Exercise goal:
Copy the part of the post about therapy bills that runs from "I recently moved" to "elsewhere if needed.", word for word.

Selected text:

I came here because I figure members of this forum are more likely to have experience with therapy. This is partly a finance question, but also I'm just angry and anxious over some absurd bills.
I recently moved away from abusive family, back to an area I lived in previously. I saw my former PCP to get reestablished on my medications. I told him I intended to seek therapy, so he referred me to an in-house social worker, telling me this person was in-network.
The first session went well, with the therapist saying some genuinely kind and encouraging things. He told me it would be treated as an intake, which is billed higher, but that further sessions would cost significantly less. Sessions were to be two weeks apart and capped at 12, at which point he would refer me elsewhere if needed.
The second session was a waste. I had spent the time between brooding about all of the things I wanted to get off my chest, while also being stressed by a packed work schedule and the many chores I had to take care of after moving. By the time our second meeting rolled around, just showing up felt like another chore, and I was not in the headspace to articulate all of the things I wanted to say. The therapist badly misread and misjudged me, claiming I had "given up."
He also insisted during out initial meeting that we should focus on the future, not the past. On some level I agree with this, but I have a ton of bad history, recent and otherwise. I feel (or at least felt) that it's important to process some of this, and that a proper psychologist would appreciate that.
Thankfully, our third session was canceled because my therapist was unexpectedly out of the office. I say thankfully because when I checked the web portal later, it showed I owe $531 for the first session, with another $448 still pending. I was told $350 for the intake and expected $100 for each session thereafter. Instead, I'm looking at $979 for two hours, one of which wasn't particularly helpful. All of this from a social worker (LCSW), not even a fully trained psychologist.
I chose a medical plan specifically with mental healthcare in mind. Initially, it looked like my insurance covered a portion of the first session, but now it shows no coverage and states this individual is out-of-network. (Again, my PCP explicitly stated he was in-network.) On top of these insane bills, I've been paying a higher premium on my medical insurance for nothing.

Data listing:
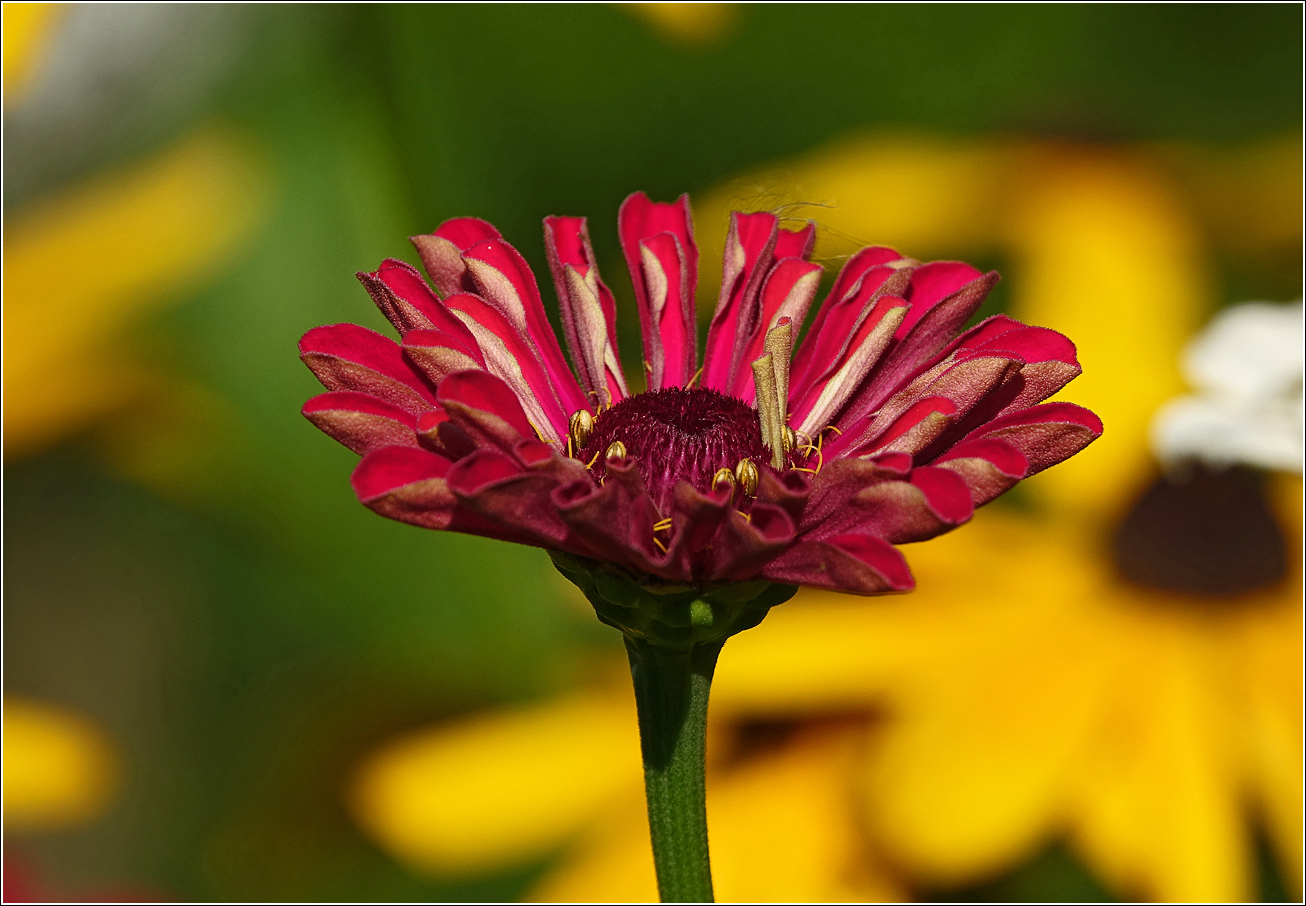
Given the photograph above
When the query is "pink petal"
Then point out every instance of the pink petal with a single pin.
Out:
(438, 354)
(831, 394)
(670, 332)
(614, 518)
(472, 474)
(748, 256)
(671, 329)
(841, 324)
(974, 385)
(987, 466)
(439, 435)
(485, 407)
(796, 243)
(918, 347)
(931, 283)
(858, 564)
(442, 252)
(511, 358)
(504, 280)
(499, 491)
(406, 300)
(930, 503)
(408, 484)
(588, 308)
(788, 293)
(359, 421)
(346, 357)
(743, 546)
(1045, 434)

...

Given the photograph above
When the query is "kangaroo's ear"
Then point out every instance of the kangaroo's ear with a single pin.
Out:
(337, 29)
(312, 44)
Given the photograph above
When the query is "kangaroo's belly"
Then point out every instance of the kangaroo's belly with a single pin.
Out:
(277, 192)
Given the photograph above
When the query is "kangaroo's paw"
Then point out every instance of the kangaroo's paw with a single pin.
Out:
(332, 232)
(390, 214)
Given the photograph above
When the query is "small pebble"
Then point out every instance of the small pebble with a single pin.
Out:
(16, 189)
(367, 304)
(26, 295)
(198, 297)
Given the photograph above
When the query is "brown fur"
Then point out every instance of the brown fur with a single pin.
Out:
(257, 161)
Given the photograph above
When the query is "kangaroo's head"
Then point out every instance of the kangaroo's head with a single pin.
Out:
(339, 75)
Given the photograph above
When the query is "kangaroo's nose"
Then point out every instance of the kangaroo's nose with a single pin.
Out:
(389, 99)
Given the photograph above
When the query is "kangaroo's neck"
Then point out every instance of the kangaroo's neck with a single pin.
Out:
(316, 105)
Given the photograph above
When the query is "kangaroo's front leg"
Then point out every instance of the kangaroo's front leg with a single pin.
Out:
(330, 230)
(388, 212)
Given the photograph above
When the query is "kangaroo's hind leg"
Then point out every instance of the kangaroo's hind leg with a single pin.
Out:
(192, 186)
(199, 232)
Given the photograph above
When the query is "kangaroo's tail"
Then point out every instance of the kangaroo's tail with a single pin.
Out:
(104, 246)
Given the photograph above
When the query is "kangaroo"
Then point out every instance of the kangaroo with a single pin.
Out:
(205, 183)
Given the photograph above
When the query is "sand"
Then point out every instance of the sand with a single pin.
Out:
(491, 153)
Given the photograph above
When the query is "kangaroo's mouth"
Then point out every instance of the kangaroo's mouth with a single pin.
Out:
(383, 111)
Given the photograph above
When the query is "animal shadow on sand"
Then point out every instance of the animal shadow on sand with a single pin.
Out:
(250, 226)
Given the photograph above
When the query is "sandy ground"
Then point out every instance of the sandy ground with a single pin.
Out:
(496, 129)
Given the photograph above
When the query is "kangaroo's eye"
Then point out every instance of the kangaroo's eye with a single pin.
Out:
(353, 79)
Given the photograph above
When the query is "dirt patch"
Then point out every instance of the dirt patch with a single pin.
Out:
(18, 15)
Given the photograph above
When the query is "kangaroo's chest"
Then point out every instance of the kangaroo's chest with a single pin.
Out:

...

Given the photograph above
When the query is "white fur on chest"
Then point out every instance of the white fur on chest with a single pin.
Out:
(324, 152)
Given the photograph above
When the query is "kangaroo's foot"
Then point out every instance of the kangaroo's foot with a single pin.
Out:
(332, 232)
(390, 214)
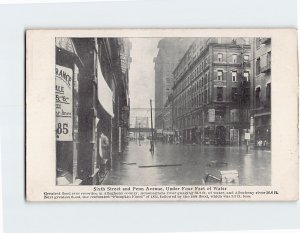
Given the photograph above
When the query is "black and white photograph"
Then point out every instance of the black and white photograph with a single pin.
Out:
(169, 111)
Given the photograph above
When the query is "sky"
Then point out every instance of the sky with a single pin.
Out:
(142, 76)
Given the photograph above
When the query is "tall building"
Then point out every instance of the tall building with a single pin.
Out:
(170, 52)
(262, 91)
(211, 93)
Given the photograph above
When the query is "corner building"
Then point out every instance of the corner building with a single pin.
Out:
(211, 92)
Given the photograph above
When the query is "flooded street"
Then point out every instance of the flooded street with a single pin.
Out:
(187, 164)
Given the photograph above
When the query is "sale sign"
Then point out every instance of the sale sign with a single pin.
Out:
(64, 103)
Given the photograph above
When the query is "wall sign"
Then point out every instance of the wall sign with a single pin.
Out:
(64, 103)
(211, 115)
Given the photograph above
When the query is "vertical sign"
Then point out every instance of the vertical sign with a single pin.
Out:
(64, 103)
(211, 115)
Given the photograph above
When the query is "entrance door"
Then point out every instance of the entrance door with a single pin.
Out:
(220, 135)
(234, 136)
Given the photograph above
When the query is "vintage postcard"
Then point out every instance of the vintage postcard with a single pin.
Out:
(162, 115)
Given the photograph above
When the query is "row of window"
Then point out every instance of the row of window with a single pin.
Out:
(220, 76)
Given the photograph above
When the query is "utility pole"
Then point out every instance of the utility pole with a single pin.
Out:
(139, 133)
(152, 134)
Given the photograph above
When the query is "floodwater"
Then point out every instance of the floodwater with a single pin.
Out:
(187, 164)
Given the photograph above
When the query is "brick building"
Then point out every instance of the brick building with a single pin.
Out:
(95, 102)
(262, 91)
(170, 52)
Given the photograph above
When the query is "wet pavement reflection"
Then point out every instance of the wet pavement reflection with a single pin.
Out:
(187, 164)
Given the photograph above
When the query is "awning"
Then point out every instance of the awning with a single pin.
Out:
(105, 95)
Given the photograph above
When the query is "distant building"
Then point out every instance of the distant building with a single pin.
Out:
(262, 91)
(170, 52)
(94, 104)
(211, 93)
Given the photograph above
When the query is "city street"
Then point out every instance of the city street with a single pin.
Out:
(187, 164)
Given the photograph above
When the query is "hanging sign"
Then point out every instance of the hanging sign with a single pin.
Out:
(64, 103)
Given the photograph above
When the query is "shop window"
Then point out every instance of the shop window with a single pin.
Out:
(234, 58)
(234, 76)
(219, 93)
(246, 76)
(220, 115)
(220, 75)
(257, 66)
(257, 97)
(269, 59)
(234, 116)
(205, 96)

Response box:
I recently moved away from abusive family, back to an area I lived in previously. I saw my former PCP to get reestablished on my medications. I told him I intended to seek therapy, so he referred me to an in-house social worker, telling me this person was in-network.
The first session went well, with the therapist saying some genuinely kind and encouraging things. He told me it would be treated as an intake, which is billed higher, but that further sessions would cost significantly less. Sessions were to be two weeks apart and capped at 12, at which point he would refer me elsewhere if needed.